Data entries:
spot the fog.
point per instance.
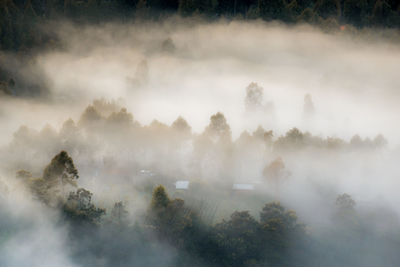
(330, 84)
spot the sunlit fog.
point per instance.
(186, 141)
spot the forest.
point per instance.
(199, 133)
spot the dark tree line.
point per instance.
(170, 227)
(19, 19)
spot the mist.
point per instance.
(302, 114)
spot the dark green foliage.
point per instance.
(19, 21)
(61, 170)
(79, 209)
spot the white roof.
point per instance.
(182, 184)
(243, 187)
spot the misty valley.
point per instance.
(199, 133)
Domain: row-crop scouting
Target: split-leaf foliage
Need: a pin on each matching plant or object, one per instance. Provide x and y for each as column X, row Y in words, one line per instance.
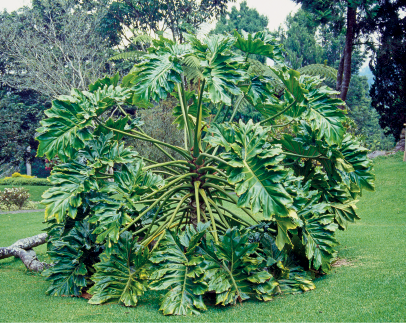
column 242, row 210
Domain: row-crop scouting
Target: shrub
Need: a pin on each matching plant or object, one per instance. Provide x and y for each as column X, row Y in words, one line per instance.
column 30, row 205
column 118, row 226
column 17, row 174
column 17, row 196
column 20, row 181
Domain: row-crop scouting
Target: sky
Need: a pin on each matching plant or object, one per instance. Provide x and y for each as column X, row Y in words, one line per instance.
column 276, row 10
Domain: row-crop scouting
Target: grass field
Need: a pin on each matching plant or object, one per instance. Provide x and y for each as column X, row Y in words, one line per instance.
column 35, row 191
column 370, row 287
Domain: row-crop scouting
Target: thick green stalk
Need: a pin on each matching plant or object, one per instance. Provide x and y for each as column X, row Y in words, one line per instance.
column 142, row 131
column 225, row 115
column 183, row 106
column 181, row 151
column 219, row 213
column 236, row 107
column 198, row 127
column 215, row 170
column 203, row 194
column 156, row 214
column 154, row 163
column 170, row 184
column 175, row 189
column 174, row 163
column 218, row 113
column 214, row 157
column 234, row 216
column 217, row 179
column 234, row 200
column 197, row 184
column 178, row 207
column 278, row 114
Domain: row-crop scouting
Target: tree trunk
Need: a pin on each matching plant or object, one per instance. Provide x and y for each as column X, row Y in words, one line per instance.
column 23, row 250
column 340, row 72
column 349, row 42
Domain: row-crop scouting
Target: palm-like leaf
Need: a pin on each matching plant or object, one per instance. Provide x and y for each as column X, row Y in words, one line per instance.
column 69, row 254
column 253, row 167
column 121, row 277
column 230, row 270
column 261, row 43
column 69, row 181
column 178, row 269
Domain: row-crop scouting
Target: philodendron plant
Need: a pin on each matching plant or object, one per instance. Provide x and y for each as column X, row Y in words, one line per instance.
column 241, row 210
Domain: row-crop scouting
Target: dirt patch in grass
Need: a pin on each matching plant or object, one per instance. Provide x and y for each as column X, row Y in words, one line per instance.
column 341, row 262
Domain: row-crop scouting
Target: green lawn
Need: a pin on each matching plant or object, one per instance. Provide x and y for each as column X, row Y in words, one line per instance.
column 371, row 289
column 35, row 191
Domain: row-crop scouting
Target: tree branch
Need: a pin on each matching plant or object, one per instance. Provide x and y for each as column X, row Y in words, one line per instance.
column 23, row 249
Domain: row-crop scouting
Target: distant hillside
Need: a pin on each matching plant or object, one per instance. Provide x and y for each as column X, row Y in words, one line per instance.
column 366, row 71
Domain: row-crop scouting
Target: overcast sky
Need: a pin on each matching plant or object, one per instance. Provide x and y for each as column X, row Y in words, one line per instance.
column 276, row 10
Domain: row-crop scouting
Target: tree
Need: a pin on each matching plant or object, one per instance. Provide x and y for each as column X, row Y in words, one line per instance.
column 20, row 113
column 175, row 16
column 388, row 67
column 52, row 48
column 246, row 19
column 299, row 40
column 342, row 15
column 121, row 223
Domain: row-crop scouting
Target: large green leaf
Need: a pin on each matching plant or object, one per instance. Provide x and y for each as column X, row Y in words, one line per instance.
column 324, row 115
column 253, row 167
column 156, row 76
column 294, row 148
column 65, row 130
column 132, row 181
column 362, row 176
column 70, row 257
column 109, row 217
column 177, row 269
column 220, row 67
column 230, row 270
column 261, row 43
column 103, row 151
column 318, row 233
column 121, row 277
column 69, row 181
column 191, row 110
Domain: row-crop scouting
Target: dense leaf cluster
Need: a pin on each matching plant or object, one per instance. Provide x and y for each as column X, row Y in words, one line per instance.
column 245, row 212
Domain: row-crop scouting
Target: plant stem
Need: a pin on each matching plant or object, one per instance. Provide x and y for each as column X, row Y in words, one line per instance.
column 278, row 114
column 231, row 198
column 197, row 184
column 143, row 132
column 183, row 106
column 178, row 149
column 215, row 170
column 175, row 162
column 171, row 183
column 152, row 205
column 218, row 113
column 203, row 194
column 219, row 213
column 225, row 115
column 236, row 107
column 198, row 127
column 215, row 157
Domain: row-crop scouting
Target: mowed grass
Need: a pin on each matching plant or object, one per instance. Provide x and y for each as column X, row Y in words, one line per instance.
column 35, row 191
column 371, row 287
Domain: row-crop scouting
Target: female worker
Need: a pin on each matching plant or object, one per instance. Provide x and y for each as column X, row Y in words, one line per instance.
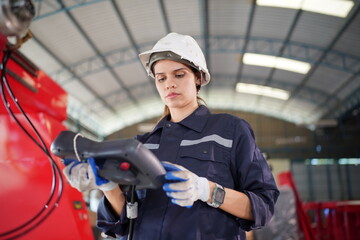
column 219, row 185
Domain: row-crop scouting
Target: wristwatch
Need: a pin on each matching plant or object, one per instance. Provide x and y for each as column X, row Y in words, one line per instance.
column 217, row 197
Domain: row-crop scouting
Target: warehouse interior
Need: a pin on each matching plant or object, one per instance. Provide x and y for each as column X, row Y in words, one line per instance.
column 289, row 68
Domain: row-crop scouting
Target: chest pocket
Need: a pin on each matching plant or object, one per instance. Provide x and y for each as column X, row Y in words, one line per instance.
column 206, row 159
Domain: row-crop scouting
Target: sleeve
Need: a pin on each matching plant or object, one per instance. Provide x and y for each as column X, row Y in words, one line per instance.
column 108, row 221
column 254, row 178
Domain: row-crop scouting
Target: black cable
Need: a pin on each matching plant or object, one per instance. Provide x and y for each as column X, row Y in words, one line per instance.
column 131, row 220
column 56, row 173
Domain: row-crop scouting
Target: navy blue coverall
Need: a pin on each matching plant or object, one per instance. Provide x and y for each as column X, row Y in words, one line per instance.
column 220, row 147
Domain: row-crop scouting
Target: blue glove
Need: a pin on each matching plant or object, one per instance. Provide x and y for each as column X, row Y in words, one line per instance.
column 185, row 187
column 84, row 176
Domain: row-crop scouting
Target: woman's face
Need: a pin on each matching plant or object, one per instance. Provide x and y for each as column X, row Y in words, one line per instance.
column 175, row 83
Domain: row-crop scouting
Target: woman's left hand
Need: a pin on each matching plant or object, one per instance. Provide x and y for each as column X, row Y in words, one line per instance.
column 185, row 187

PROMPT
Render every line of the items above as a JSON array of strings, one string per line, skipping blank lines. Leave the picture placeholders out.

FULL SOLUTION
[
  "spot the fog.",
  "point per instance.",
  "(330, 84)",
  "spot the sunlit fog.",
  "point per instance.",
  "(186, 141)",
  "spot the forest.",
  "point per instance.",
  "(199, 133)",
  "spot the dark tree line.",
  "point per instance.",
  "(170, 227)",
  "(19, 19)",
  "spot the mist.",
  "point per instance.",
  "(302, 114)",
  "spot the dark green foliage.",
  "point per instance.",
  "(19, 21)",
  "(61, 170)",
  "(79, 209)",
  "spot the white roof.",
  "point per instance.",
  "(182, 184)",
  "(243, 187)",
  "spot the misty valley.",
  "point per instance.",
  "(199, 133)",
  "Domain: row-crop scouting",
  "Target: split-leaf foliage",
  "Need: a pin on each matching plant or object, one per instance. Provide x and y for each as column X, row Y in words, one line per instance.",
  "column 242, row 210",
  "Domain: row-crop scouting",
  "Target: shrub",
  "Need: a pin on each matching plant or object, one per instance. Provide x and y for each as column X, row Y in words, one line per instance.",
  "column 30, row 205",
  "column 118, row 226",
  "column 17, row 174",
  "column 17, row 196",
  "column 20, row 181",
  "Domain: row-crop scouting",
  "Target: sky",
  "Need: a pin on each matching plant or object, one per instance. Provide x and y for each as column X, row Y in words, one line per instance.",
  "column 276, row 10",
  "Domain: row-crop scouting",
  "Target: grass field",
  "Need: a pin on each matching plant or object, one per instance. Provide x and y for each as column X, row Y in words, one line per instance.",
  "column 35, row 191",
  "column 370, row 287",
  "Domain: row-crop scouting",
  "Target: thick green stalk",
  "Need: a pin on each matching plant or object, one per instance. Provide x and y for each as column X, row Y in words, one line per instance.",
  "column 142, row 131",
  "column 225, row 115",
  "column 183, row 106",
  "column 181, row 151",
  "column 219, row 213",
  "column 236, row 107",
  "column 198, row 127",
  "column 215, row 170",
  "column 203, row 194",
  "column 156, row 214",
  "column 154, row 163",
  "column 170, row 184",
  "column 175, row 189",
  "column 174, row 163",
  "column 218, row 113",
  "column 214, row 157",
  "column 234, row 216",
  "column 217, row 179",
  "column 234, row 200",
  "column 197, row 184",
  "column 178, row 207",
  "column 278, row 114",
  "Domain: row-crop scouting",
  "Target: tree trunk",
  "Need: a pin on each matching plant or object, one per instance. Provide x and y for each as column X, row Y in words, one line per instance.",
  "column 23, row 250",
  "column 340, row 72",
  "column 349, row 42",
  "Domain: row-crop scouting",
  "Target: palm-like leaf",
  "Need: a pin on each matching plant or object, one per instance. Provide x and y for each as column X, row Y in words, one line per instance.",
  "column 69, row 254",
  "column 253, row 167",
  "column 121, row 277",
  "column 230, row 270",
  "column 261, row 43",
  "column 69, row 181",
  "column 178, row 269",
  "Domain: row-crop scouting",
  "Target: philodendron plant",
  "Need: a pin on each matching plant or object, one per instance. Provide x and y for each as column X, row Y in words, one line per instance.",
  "column 241, row 210",
  "Domain: row-crop scouting",
  "Target: dirt patch in grass",
  "Need: a pin on each matching plant or object, one per instance. Provide x and y for each as column X, row Y in words, one line per instance.",
  "column 341, row 262",
  "Domain: row-crop scouting",
  "Target: green lawn",
  "Need: a pin on each matching plant or object, one per instance. Provide x and y for each as column X, row Y in words, one line per instance.",
  "column 371, row 289",
  "column 35, row 191",
  "Domain: row-crop scouting",
  "Target: tree branch",
  "Need: a pin on each matching plant or object, one per instance. Provide x and y for each as column X, row Y in words, one line per instance.",
  "column 23, row 249",
  "Domain: row-crop scouting",
  "Target: distant hillside",
  "Need: a pin on each matching plant or object, one per instance. Provide x and y for each as column X, row Y in words, one line per instance.",
  "column 366, row 71",
  "Domain: row-crop scouting",
  "Target: overcast sky",
  "Need: a pin on each matching plant or object, one per instance. Provide x and y for each as column X, row Y in words, one line per instance.",
  "column 276, row 10",
  "Domain: row-crop scouting",
  "Target: tree",
  "Need: a pin on each matching plant or object, one per instance. Provide x and y for each as column X, row Y in words, one line per instance.",
  "column 20, row 113",
  "column 175, row 16",
  "column 388, row 67",
  "column 52, row 48",
  "column 246, row 19",
  "column 299, row 40",
  "column 342, row 15",
  "column 121, row 223",
  "Domain: row-crop scouting",
  "Target: large green leaf",
  "Need: a pin on each matching plant or object, one per instance. Provide x and y for each as column X, row Y in words, one line per instance.",
  "column 324, row 115",
  "column 253, row 167",
  "column 156, row 76",
  "column 294, row 148",
  "column 65, row 130",
  "column 132, row 181",
  "column 362, row 176",
  "column 70, row 257",
  "column 109, row 217",
  "column 177, row 269",
  "column 220, row 67",
  "column 230, row 270",
  "column 261, row 43",
  "column 103, row 151",
  "column 318, row 233",
  "column 121, row 277",
  "column 69, row 181",
  "column 191, row 110",
  "Domain: row-crop scouting",
  "Target: dense leaf cluster",
  "Need: a pin on each matching plant or object, one per instance. Provide x and y for each as column X, row Y in words, one line per instance.",
  "column 245, row 212",
  "Domain: row-crop scouting",
  "Target: plant stem",
  "Need: a pin on each matching plant or object, one per instance. Provide x and y for each as column X, row Y in words, one line per instance.",
  "column 278, row 114",
  "column 231, row 198",
  "column 197, row 184",
  "column 143, row 132",
  "column 183, row 106",
  "column 178, row 149",
  "column 215, row 170",
  "column 175, row 162",
  "column 171, row 183",
  "column 152, row 205",
  "column 218, row 113",
  "column 203, row 194",
  "column 219, row 213",
  "column 225, row 115",
  "column 236, row 107",
  "column 198, row 127",
  "column 215, row 157",
  "Domain: row-crop scouting",
  "Target: mowed grass",
  "Need: a pin on each matching plant or object, one per instance. Provide x and y for each as column X, row Y in words, one line per instance.",
  "column 35, row 191",
  "column 371, row 287",
  "Domain: row-crop scouting",
  "Target: female worker",
  "Need: a pin on each matching plant or object, one per instance. Provide x and y for each as column X, row Y in words, one line per instance.",
  "column 219, row 185",
  "Domain: row-crop scouting",
  "Target: wristwatch",
  "Need: a pin on each matching plant or object, one per instance. Provide x and y for each as column X, row Y in words, one line per instance.",
  "column 217, row 197",
  "Domain: row-crop scouting",
  "Target: warehouse interior",
  "Need: a pin on each matching plant or object, one per instance. Provide x and y for each as column X, row Y in words, one line per instance.",
  "column 289, row 68",
  "Domain: row-crop scouting",
  "Target: chest pocket",
  "Need: a pin on each matching plant or object, one per instance. Provide x and y for each as column X, row Y in words, one line per instance.",
  "column 206, row 159",
  "Domain: row-crop scouting",
  "Target: sleeve",
  "Need: a pin on each matching plant or object, one per instance. Provide x and y for each as column X, row Y in words, one line per instance.",
  "column 108, row 221",
  "column 254, row 178",
  "Domain: row-crop scouting",
  "Target: black cable",
  "Need: a pin on each matching plant or object, one per instance. Provide x and y for each as column X, row Y in words, one line per instance.",
  "column 131, row 220",
  "column 56, row 173",
  "Domain: row-crop scouting",
  "Target: navy blue coverall",
  "Need: a pin on each matching plant or object, one per instance. Provide x and y for each as column X, row Y in words, one line per instance.",
  "column 220, row 147",
  "Domain: row-crop scouting",
  "Target: blue glove",
  "Need: a pin on each matching plant or object, one per instance. Provide x and y for each as column X, row Y in words, one line per instance.",
  "column 185, row 187",
  "column 84, row 176",
  "Domain: row-crop scouting",
  "Target: woman's face",
  "Need: a pin on each matching plant or object, one per instance. Provide x and y for each as column X, row Y in words, one line per instance.",
  "column 175, row 83",
  "Domain: row-crop scouting",
  "Target: woman's left hand",
  "Need: a pin on each matching plant or object, one per instance. Provide x and y for each as column X, row Y in words, one line per instance.",
  "column 185, row 187"
]